Dataset records
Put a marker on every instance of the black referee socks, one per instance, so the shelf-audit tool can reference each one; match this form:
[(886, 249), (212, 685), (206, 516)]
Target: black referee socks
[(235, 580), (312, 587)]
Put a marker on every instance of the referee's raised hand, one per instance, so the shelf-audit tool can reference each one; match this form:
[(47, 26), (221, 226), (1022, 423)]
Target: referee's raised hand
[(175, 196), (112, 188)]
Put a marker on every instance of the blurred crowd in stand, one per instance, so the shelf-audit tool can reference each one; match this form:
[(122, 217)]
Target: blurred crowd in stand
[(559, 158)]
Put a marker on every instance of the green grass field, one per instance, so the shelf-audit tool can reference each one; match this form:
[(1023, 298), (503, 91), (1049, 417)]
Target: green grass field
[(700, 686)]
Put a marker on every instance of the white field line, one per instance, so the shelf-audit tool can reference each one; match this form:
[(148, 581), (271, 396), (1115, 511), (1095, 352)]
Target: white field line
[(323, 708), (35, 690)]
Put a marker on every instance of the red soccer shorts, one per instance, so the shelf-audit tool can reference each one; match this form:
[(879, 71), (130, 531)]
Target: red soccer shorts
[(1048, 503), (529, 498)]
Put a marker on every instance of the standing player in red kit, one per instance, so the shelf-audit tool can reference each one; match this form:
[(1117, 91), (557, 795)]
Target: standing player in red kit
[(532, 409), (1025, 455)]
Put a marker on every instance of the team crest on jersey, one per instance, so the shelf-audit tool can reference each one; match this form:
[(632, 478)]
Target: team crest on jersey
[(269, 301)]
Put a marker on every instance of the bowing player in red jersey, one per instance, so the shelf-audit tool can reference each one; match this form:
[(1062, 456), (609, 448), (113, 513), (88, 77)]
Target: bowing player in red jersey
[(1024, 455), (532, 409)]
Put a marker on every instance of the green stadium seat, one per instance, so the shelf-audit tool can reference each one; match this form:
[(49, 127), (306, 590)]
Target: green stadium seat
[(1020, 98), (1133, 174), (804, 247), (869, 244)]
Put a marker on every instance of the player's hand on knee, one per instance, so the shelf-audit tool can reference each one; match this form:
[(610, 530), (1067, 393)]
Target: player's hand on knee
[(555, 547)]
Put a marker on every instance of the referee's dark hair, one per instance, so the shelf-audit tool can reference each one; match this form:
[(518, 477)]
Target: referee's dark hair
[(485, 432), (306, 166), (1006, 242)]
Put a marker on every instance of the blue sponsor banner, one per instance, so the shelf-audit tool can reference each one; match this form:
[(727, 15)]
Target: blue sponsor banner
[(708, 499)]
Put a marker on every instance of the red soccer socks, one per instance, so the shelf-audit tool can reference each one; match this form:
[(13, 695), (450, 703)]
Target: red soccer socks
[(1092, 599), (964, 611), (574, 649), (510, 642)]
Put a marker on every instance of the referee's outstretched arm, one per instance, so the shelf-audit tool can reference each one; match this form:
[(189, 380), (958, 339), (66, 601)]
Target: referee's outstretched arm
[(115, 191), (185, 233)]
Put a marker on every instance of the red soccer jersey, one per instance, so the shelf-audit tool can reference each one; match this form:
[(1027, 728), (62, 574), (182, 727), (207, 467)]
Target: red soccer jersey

▶ DIRECTIVE:
Rewrite all of the records above, replacing each "shelf-audit tool" with "inventory tool" and leaving every other word unchanged.

▶ FULL RESPONSE:
Put a marker on every instance of the black referee socks, one per instance, so the inventory tool can reference each one; match this form:
[(886, 249), (212, 685), (206, 516)]
Target: black referee socks
[(235, 580), (312, 587)]
Put a marker on every instance of the referee's raised hand, one per instance, so the inventory tool can reference each one; match this form:
[(47, 26), (221, 226), (1022, 423)]
Target: referee's raised hand
[(175, 196), (112, 188)]
Put a marker on every instance of the blurred crowd in stand, one per instance, so the inventory tool can reference each one; match this form:
[(122, 217)]
Target: blurred crowd in stand
[(559, 158)]
Put a marker on every instance of the green grass field, one per instance, so the inventory tool can reference each one; match this form:
[(1023, 298), (503, 91), (1049, 417)]
Target: green grass field
[(700, 686)]
Put a marker on every instance of the white field line, one per instance, so the inventory tool can reference each one; match this form:
[(148, 581), (271, 396), (1115, 511), (1095, 352)]
Target: white field line
[(323, 708), (35, 690)]
Put a marker on every instance of the red soccer shorts, one per instance, so the inventory tool can reference each one; match this form:
[(879, 71), (130, 531)]
Target: red soccer shorts
[(1048, 503), (529, 498)]
Put a marker on every instance of the standing player in red kit, one per instance, so the inventory tool can reference each one; match this form:
[(1117, 91), (557, 795)]
Target: standing player in red kit
[(532, 409), (1025, 455)]
Put a marker on every instance of the team crest on jersey, one per instance, so the inventory tool can reference each one; match this form:
[(632, 478)]
Target: team crest on jersey
[(269, 301)]
Put a marker on every instance of the bowing player in red jersey, one per instance, so the inventory tool can reference each one; match this form:
[(1062, 456), (609, 448), (113, 513), (88, 77)]
Target: bowing player in red jersey
[(1024, 455), (532, 409)]
Put a marker on every instance of the green stadium seat, one per instance, so the inventory tool can reference each one; match this form:
[(49, 127), (306, 590)]
Target: green stadium seat
[(1020, 98), (1133, 174), (804, 247), (869, 244)]
Put a marker on every instance of the player's hand on knee, one per instance, so the inventory tool can reference each one; match this form:
[(610, 530), (1067, 393)]
Target: player's hand on knee
[(555, 547)]
Put a marker on every instance of the referee's dark hair, one per instance, so the inventory tool can reference each one; match this form:
[(518, 477)]
Target: referee's dark hair
[(485, 432), (306, 166), (1006, 242)]
Put a marker on every instance of the blue sponsor banner, one per instance, so the inventory tool can reference each one; match this form:
[(727, 15)]
Target: blue sponsor banner
[(708, 499)]
Put a marker on every instance of the red soccer socks, one per instance, so the inventory tool can reference each one; match this form:
[(13, 695), (450, 703)]
Target: red soccer socks
[(1092, 599), (964, 611), (574, 649), (510, 642)]
Put a marker on every instance of the referee's outstretched arm, one per instance, so the inventory tool can reference each one; match this form:
[(189, 380), (958, 339), (66, 601)]
Target: referee's outstretched arm
[(115, 191), (185, 233)]
Put a marker on every instance of the red soccer jersey, one per instance, so the inventory tool can reference each one; match this form:
[(1027, 728), (62, 574), (182, 727), (207, 467)]
Target: red soccer jersey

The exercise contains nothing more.